■ **SET EXERCISE**:
From the listing below, pick out each line that contains the word "noun" and copy those lines without changes.

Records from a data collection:
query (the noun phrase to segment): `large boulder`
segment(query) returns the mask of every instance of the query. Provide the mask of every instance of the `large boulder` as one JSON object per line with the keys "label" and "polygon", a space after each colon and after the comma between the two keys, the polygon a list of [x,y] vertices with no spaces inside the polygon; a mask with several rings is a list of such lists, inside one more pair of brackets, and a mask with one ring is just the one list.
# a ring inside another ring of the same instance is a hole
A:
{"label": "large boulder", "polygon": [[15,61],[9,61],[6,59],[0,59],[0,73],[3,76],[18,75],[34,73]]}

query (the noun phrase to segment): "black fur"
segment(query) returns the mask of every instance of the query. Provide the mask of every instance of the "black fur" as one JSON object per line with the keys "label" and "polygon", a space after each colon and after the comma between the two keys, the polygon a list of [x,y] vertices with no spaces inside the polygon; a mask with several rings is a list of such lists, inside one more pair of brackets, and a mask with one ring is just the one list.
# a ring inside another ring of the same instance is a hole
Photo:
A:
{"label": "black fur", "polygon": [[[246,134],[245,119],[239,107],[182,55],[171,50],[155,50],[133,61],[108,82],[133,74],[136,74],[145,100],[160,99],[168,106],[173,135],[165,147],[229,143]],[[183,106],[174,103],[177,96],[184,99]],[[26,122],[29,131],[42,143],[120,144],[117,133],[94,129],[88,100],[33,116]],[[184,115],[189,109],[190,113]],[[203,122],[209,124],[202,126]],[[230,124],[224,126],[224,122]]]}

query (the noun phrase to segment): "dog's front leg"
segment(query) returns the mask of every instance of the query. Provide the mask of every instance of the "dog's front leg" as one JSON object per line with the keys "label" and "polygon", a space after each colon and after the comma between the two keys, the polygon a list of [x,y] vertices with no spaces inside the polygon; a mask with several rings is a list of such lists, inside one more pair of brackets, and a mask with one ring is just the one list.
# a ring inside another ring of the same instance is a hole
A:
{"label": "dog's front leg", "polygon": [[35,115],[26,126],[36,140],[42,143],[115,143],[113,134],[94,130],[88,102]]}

■ **THE RESULT**:
query (the noun phrase to segment): `large boulder`
query (the noun phrase to segment): "black fur"
query (the noun phrase to segment): "dog's front leg"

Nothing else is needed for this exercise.